## Activity
Find each line of the items below that contains the string "pixels", where case counts, and copy those lines.
%%
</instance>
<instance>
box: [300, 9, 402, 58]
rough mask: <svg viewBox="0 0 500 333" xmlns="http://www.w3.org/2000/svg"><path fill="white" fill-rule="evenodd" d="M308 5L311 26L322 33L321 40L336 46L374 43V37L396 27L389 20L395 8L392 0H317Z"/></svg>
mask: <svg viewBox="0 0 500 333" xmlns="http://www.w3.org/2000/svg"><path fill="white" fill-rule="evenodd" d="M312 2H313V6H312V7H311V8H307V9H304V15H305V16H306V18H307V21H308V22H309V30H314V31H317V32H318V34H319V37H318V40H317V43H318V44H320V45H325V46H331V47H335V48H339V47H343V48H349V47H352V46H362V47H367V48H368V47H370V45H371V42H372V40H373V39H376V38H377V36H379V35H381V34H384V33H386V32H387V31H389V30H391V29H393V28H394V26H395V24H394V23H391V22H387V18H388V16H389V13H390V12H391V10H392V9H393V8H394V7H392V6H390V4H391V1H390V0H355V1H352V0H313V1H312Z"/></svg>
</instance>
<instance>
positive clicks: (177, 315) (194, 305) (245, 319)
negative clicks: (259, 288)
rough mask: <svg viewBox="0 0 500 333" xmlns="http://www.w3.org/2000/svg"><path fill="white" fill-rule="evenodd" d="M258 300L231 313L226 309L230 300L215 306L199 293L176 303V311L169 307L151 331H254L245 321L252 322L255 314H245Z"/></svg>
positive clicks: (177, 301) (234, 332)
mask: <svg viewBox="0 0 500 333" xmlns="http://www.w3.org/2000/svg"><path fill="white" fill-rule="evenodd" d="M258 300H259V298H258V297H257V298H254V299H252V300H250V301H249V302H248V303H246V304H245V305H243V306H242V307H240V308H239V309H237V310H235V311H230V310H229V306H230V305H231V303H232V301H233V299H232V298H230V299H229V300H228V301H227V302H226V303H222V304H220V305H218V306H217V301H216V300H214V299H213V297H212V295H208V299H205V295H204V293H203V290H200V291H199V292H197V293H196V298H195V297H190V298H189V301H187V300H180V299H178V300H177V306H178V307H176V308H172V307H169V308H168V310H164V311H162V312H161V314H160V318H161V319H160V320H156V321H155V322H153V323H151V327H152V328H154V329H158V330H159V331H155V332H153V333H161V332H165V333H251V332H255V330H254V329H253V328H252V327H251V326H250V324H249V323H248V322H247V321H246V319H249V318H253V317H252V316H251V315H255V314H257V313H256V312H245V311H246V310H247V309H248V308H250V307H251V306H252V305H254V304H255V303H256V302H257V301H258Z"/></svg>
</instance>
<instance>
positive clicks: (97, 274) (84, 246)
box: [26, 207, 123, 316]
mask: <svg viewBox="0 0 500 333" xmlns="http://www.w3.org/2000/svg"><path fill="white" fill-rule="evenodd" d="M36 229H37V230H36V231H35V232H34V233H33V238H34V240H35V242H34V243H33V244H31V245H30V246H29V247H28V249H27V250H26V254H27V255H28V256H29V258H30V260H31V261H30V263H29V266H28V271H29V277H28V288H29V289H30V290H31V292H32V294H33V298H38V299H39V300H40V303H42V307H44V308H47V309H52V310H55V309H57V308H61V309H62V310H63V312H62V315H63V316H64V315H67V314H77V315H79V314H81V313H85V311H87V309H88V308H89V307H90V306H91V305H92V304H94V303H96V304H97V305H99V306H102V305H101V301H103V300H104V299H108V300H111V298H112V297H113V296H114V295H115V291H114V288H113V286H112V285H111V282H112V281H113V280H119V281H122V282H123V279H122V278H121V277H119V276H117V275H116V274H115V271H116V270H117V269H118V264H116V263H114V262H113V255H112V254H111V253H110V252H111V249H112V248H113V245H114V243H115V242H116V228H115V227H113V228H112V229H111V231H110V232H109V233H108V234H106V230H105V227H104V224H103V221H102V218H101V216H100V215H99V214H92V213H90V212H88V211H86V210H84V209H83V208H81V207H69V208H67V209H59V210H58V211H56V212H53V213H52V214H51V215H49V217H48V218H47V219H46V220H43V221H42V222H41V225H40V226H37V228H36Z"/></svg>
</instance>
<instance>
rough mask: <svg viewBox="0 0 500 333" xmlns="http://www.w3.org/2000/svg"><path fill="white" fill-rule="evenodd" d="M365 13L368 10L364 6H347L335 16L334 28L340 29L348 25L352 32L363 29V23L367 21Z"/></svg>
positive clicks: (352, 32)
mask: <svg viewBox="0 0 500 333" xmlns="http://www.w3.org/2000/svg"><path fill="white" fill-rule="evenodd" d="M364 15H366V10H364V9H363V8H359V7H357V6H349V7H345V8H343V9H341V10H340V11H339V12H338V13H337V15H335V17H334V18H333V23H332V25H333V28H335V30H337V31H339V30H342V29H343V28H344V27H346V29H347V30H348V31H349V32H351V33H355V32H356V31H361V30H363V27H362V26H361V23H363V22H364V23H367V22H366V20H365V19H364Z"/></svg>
%%
%%
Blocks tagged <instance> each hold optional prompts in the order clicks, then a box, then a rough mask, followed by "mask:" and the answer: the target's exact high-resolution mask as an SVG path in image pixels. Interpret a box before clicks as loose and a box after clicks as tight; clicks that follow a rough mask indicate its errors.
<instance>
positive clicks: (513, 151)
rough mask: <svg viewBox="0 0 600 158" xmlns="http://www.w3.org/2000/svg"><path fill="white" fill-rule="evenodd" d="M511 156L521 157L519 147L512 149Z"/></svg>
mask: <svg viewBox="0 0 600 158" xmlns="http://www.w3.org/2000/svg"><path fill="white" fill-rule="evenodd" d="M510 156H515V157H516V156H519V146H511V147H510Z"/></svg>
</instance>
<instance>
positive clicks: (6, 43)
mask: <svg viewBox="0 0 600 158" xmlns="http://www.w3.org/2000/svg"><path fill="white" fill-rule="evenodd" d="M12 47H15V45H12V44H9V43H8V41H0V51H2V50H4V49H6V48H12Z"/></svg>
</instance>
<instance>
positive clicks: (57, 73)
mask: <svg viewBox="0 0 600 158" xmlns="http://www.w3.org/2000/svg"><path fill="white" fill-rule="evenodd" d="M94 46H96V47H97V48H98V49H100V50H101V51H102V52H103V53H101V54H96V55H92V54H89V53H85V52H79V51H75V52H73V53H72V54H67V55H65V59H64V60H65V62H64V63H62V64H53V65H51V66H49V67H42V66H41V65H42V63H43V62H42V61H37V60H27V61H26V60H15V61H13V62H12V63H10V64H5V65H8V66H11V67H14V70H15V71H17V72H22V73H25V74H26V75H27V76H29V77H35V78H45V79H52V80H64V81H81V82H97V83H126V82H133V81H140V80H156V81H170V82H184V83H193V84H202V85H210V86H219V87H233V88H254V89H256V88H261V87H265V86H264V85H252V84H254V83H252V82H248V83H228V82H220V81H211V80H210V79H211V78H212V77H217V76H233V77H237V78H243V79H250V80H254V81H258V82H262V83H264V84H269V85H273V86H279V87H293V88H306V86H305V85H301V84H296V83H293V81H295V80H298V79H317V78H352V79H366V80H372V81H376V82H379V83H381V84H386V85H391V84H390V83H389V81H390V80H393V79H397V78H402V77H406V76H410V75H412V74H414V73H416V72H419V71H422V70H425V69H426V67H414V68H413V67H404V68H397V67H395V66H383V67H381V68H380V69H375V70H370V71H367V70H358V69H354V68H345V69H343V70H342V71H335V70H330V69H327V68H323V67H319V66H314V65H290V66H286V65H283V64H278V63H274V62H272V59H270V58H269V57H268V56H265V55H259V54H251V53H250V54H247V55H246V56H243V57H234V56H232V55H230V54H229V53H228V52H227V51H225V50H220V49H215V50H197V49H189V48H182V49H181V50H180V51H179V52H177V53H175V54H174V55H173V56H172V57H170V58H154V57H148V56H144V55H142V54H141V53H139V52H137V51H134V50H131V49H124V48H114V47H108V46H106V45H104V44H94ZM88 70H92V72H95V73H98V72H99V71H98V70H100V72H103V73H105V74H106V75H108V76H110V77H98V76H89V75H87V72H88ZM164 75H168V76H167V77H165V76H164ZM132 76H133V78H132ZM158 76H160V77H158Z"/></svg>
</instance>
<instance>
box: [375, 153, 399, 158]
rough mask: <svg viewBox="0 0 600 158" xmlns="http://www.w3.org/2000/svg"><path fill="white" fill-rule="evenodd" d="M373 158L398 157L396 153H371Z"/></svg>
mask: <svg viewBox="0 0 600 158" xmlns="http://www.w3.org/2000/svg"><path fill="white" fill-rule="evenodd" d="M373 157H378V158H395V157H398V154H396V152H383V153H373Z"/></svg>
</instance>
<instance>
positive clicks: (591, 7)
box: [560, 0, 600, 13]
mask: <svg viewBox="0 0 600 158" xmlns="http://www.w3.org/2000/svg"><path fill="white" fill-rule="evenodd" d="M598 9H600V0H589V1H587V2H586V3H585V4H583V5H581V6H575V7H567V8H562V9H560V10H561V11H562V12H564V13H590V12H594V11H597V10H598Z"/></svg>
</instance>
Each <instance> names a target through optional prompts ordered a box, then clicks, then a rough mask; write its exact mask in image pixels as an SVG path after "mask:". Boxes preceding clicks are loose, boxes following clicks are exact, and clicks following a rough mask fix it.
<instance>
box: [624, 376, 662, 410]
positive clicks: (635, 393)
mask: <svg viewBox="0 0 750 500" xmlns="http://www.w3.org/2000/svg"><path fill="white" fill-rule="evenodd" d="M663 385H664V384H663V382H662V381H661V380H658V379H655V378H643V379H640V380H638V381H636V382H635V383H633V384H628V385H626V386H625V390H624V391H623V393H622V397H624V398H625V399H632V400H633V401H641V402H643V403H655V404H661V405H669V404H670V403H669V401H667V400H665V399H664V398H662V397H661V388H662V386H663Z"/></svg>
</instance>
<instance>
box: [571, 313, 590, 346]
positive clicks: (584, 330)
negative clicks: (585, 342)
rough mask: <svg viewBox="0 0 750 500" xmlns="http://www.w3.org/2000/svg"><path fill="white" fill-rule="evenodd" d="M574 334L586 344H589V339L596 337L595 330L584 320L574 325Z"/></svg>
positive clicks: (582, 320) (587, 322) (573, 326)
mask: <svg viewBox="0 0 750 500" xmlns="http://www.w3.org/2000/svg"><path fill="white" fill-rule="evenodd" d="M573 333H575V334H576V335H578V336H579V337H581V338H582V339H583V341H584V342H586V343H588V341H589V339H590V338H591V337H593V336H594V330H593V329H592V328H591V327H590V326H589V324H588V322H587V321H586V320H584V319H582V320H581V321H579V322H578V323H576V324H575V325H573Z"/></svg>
%%
## Written answer
Blocks tagged <instance> each hold optional prompts in the order clicks, then a box, then a rough mask, followed by "mask:" and the answer: the target's exact high-resolution mask as an SVG path in image pixels. Interpret a box before clicks as loose and a box after clicks as tight; clicks that follow a rough mask indicate its errors.
Each <instance> names a target through optional prompts ordered a box, then clicks, then a rough mask; write its exact mask in image pixels as an SVG path after "mask:". Boxes preceding clicks are loose, boxes following clicks are exact, and clicks following a rough mask fix it.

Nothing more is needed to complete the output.